* _STATED PROBLEM_
Pick out every line in the items below that contains the word "banner", and copy each of those lines.

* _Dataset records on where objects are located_
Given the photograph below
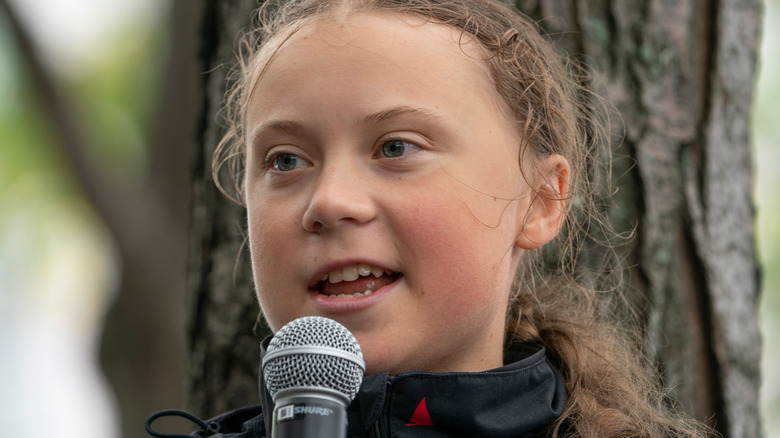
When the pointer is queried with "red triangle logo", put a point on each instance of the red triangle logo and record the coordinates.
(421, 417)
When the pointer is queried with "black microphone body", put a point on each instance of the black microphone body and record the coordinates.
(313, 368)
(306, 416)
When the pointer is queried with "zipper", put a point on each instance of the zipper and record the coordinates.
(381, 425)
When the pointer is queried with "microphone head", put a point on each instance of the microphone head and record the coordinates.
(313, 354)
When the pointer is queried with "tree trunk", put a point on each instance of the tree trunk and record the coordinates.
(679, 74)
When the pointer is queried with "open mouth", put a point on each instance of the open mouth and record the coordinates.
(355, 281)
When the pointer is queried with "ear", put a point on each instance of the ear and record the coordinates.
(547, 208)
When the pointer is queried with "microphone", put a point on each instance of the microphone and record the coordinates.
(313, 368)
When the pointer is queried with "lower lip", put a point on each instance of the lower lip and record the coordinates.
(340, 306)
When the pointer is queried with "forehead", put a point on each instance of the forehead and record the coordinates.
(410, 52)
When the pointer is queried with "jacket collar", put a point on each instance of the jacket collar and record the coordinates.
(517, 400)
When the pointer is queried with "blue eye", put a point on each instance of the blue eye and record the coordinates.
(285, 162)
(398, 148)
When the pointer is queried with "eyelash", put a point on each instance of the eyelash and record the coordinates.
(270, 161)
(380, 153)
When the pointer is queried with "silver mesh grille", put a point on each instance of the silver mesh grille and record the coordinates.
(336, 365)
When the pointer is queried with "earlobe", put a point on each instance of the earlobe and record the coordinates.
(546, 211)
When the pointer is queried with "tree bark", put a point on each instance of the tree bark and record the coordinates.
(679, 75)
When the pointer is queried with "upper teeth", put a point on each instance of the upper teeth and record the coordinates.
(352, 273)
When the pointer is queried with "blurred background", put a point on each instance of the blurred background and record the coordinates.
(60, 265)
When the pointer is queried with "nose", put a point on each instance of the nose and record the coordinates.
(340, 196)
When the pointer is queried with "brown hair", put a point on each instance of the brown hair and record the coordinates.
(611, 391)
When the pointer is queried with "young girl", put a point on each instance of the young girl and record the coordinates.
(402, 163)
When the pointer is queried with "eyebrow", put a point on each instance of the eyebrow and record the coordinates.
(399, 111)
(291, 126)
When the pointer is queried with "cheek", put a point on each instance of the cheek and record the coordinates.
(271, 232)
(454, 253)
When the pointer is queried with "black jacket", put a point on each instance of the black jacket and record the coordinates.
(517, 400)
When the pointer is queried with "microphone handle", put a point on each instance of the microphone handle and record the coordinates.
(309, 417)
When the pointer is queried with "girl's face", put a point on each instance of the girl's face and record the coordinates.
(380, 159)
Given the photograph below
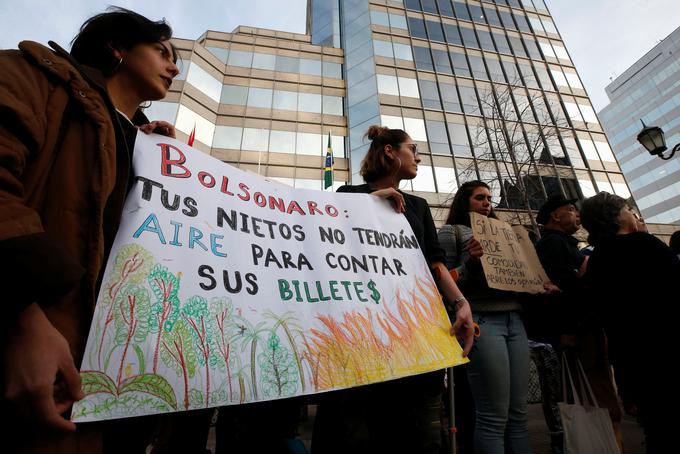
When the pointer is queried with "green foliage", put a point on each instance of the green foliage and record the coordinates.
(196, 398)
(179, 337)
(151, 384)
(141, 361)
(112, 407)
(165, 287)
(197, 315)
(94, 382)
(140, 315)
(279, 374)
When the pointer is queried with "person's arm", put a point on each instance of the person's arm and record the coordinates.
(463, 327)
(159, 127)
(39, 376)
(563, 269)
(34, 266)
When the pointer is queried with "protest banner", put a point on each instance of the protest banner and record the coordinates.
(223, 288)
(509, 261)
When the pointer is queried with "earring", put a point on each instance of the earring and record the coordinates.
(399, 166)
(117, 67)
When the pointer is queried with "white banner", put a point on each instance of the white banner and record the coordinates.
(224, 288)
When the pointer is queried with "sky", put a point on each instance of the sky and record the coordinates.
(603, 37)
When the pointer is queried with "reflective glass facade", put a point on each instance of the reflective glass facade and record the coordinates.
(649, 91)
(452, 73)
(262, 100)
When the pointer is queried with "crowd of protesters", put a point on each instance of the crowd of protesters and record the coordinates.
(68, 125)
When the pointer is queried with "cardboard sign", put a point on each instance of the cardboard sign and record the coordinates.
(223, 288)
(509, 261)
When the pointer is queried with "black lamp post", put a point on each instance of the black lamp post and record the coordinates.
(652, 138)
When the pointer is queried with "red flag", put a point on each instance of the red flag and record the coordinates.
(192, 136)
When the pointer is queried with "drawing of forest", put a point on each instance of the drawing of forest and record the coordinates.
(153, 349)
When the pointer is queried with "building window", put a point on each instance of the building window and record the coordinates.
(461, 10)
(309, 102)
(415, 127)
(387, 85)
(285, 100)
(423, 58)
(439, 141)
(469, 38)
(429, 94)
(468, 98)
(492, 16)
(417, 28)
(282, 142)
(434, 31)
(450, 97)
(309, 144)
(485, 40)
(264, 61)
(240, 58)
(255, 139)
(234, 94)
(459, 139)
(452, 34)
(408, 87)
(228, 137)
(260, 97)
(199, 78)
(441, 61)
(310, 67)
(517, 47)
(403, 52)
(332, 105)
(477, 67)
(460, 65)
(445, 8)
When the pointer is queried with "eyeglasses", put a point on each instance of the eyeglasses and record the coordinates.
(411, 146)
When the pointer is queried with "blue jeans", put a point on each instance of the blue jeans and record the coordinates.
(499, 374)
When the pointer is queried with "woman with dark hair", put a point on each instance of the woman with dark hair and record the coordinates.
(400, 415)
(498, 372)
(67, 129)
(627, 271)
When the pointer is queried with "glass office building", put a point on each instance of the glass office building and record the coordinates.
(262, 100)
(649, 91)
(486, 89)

---

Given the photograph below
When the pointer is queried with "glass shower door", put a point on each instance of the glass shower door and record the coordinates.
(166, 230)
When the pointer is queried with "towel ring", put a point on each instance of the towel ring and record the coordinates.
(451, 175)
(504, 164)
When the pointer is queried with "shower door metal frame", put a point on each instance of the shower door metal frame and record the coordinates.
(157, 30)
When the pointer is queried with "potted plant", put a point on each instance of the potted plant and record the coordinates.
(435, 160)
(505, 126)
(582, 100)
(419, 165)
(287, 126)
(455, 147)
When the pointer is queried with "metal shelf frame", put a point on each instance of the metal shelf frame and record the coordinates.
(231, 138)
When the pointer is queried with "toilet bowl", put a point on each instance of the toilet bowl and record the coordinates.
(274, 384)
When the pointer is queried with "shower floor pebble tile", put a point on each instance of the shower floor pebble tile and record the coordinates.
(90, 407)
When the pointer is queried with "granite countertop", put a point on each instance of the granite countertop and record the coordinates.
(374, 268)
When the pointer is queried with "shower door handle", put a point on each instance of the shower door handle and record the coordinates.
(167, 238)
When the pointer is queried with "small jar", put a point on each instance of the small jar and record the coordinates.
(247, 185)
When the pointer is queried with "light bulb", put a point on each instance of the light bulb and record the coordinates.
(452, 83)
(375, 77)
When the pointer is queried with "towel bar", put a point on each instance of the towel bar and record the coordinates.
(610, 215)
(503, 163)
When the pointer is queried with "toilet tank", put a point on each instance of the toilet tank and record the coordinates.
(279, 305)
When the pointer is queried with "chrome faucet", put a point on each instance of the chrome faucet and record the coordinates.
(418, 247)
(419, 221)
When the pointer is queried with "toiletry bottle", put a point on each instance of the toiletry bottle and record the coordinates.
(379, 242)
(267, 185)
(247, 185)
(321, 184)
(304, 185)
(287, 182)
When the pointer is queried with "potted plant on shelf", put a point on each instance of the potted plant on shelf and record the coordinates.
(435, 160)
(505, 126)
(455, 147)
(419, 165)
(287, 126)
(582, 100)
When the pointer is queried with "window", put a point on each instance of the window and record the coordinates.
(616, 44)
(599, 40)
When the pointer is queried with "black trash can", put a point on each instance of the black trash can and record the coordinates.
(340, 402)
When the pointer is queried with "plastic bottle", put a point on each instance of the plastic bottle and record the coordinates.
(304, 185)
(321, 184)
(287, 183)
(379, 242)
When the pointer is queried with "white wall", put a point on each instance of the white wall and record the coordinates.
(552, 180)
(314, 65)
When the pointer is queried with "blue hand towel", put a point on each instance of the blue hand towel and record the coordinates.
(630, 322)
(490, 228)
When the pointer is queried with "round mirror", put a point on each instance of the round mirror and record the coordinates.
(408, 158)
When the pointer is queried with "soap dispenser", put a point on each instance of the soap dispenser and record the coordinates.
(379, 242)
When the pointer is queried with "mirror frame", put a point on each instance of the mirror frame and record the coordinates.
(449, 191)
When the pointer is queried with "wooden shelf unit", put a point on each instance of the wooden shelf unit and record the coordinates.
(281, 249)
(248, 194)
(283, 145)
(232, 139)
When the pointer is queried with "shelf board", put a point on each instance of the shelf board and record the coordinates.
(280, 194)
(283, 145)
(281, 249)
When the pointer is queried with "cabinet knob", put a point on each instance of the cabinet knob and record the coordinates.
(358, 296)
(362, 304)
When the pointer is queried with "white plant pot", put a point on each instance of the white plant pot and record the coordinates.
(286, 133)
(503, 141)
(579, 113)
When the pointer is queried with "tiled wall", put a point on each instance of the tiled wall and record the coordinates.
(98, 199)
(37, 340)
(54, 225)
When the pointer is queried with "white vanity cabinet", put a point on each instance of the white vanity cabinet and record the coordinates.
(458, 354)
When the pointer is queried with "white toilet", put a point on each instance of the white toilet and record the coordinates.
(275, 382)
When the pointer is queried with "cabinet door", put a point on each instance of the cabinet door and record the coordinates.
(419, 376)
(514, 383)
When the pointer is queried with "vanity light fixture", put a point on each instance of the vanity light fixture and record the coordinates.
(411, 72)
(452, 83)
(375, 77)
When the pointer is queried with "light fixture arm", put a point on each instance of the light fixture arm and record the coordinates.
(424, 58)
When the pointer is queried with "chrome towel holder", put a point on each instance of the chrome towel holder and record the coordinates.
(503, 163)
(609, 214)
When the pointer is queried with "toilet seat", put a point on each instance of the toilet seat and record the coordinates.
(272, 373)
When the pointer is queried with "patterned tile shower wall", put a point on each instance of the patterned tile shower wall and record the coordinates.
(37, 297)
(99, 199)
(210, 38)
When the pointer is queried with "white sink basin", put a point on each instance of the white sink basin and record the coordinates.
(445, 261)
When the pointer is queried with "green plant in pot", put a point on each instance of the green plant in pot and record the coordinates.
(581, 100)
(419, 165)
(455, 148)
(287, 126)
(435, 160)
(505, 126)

* _EXPECTED OUTPUT_
When the pointer is queried with "protest banner", put a point on each instance of the protest banner and record the coordinates.
When the pointer is queried with "white banner", put a point on each instance of the white banner and record the coordinates.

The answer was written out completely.